# Exercise details
The entire listing is to be repeated verbatim.

# Exercise material
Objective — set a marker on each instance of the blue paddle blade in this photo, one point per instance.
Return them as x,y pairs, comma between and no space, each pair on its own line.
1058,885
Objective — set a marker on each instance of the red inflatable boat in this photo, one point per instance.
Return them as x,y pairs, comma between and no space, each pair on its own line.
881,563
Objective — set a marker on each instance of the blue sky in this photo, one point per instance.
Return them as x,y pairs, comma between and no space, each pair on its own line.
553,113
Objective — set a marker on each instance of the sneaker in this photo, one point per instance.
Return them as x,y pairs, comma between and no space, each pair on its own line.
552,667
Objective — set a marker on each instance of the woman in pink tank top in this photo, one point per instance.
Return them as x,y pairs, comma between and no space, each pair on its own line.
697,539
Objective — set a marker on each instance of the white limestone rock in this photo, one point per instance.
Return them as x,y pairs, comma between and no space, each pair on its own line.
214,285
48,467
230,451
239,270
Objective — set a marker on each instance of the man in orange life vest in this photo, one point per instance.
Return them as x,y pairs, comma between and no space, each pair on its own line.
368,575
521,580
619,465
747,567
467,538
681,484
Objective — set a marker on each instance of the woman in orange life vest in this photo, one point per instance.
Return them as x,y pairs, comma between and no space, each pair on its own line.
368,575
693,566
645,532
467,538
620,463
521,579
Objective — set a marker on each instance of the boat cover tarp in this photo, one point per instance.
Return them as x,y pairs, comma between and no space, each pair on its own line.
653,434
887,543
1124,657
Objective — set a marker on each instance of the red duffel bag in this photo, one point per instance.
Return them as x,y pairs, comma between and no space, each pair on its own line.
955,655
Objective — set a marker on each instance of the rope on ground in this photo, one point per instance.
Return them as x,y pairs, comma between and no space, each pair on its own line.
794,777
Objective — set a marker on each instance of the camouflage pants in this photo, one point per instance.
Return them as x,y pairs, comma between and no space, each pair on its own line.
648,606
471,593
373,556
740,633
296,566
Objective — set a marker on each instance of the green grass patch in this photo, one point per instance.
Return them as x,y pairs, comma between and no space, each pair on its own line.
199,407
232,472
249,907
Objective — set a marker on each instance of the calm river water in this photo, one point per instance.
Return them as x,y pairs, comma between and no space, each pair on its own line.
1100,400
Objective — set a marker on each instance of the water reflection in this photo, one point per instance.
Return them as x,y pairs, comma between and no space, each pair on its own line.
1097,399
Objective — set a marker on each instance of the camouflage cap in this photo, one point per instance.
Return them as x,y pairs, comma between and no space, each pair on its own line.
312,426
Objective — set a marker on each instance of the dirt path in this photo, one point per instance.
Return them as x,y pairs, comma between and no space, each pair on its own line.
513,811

# The response
Objective — set a marker on each instance of the blue paddle blade in this photo, one point per instance.
Return them as x,y pairs, comma between and no space, each pair on its own line.
1058,885
Objective — set a marker on each instance of the red inflatable boat in this photo, one point per instance.
Return them as x,y pairs, comma between and no space, each pair on its own line.
881,563
Objective — set a marker on each instance of the blue sky in this photo, one point per instance.
Return them as x,y pairs, comma between and no space, each pair on its own line.
553,113
Objective — set a marker on each instance of the sneaker in this photo, one point per instance.
Return them as x,y pairs, comma between and no space, each pair on its own line.
552,667
Objective — set a marker on each instance of the woman in pink tank top in this photo, one point per instance.
Return them as x,y pairs, comma between and no space, each pair on its own line.
697,539
Objective — set a marker on each instance of the white limestone rock in this photo, one point per instance.
Return them as x,y pairs, comma between and no space, each pair on its own line.
214,285
48,467
230,451
239,270
Objective — set a marker on each instance of the man in orange life vest in this photo, one point per instance.
Return them as x,y pairs, comma between and no space, each pair on its own line.
368,575
521,580
619,465
747,567
467,538
681,484
Objective — set a marker on each instance of the woman in orange life vest in this photo, one point per instance.
Return them as x,y pairs, comma between and no space, each pair on its own line.
368,575
693,566
645,532
467,538
620,463
521,579
Objective — set a marker on each instance of the boat cover tarp in this photo, one point per instance.
Return them as x,y pairs, comma between and no space, each pair on its own line.
653,434
887,543
1124,657
Objective — set a marker on each instance of the red duffel bag in this photo, one point per instance.
Return them as x,y pairs, comma between and no space, each pair on its own line.
955,655
Objective — set a marker on each instance of the rope on ground in this photo, one point per instance.
Return them as x,y pairs, comma between and no space, each pair on its own line.
794,777
Objective — set a marker on each instance of the camouflage pants in this photo, one point per instance.
Return them as x,y pairs, comma between and no space, each pair on its own line.
648,606
471,593
373,556
740,633
296,566
Objective — set a marker on each instance of the green grass patch in this photo, one point per instance.
Return them as x,y pairs, comma between and no space, each pair on its own line.
199,407
232,472
249,907
Objective — set a marker on each instance of the calm river water in this photo, one point per instance.
Return them as x,y pairs, comma between and no space, each pair on its own line.
1100,400
Objective — set a marker on each instance of the water reflection in this photo, one point per instance.
Return them as x,y pairs, comma between and no space, each pair on its own line.
1097,399
Objective — set a marker on each instance of the camouflage cap in this photo, one point per instance.
Return them as x,y pairs, comma between and no space, each pair on its own line.
312,426
Objective — set a marker on each instance of the dirt path in this photo, one point per instance.
Return them as x,y pairs, comma between and no space, each pair on its own line.
513,811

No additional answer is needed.